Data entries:
== == ==

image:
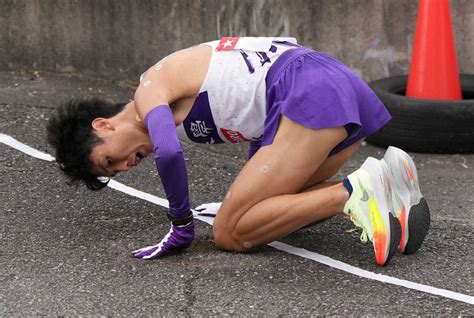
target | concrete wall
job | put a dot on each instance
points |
(120, 38)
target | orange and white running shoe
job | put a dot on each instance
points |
(408, 203)
(369, 207)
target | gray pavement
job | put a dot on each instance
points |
(66, 250)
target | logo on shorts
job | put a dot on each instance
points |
(199, 129)
(233, 136)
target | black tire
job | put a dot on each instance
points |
(422, 125)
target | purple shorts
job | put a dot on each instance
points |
(317, 91)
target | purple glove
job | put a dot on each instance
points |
(179, 237)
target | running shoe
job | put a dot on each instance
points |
(409, 206)
(369, 208)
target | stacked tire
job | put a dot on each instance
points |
(421, 125)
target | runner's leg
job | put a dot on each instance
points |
(263, 203)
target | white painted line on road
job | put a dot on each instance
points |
(9, 141)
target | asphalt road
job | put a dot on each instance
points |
(66, 250)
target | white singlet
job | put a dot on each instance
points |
(231, 104)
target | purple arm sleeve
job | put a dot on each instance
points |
(169, 159)
(253, 148)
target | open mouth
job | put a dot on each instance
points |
(139, 156)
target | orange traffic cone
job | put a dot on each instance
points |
(433, 71)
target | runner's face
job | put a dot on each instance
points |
(123, 147)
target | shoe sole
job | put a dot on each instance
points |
(386, 227)
(415, 215)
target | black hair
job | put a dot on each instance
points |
(70, 132)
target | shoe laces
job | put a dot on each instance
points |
(363, 236)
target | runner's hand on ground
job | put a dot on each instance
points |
(208, 209)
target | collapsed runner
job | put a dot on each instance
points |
(303, 113)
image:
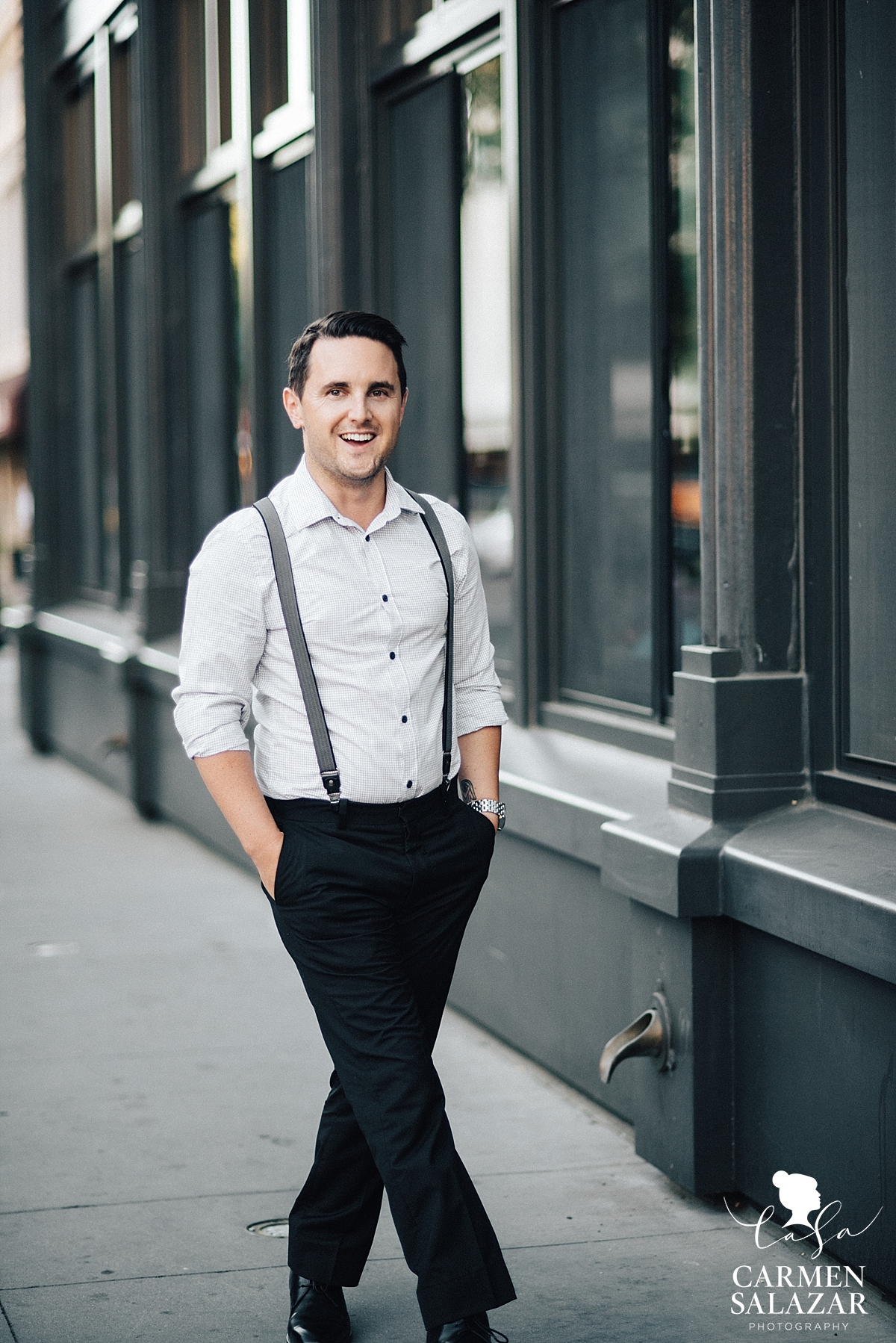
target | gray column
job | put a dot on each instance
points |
(739, 698)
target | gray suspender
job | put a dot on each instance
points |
(307, 680)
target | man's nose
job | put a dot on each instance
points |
(358, 406)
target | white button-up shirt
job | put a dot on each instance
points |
(374, 610)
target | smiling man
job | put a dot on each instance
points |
(373, 869)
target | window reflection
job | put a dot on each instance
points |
(78, 173)
(605, 403)
(393, 19)
(871, 387)
(684, 385)
(485, 350)
(269, 47)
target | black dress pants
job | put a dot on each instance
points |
(373, 912)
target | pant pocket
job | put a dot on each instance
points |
(287, 880)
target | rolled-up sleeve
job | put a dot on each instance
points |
(222, 642)
(477, 691)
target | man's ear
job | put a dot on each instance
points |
(293, 409)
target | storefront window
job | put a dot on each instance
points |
(394, 19)
(269, 49)
(605, 367)
(203, 79)
(871, 385)
(78, 167)
(485, 350)
(684, 383)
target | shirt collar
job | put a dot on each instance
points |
(308, 504)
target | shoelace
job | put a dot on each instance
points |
(489, 1334)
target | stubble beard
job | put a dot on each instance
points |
(329, 462)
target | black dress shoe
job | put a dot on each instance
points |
(473, 1329)
(317, 1312)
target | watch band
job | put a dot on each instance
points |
(496, 809)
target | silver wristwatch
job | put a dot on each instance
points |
(494, 807)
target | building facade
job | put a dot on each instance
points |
(642, 254)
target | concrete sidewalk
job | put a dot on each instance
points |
(161, 1082)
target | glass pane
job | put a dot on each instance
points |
(223, 72)
(121, 72)
(871, 309)
(85, 424)
(605, 370)
(191, 84)
(684, 383)
(269, 49)
(213, 365)
(485, 351)
(80, 168)
(393, 19)
(287, 277)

== == ==

Exercise: Write out each line above containing "purple".

Reply to the task:
target | purple shorts
target | purple glove
target | purple arm sleeve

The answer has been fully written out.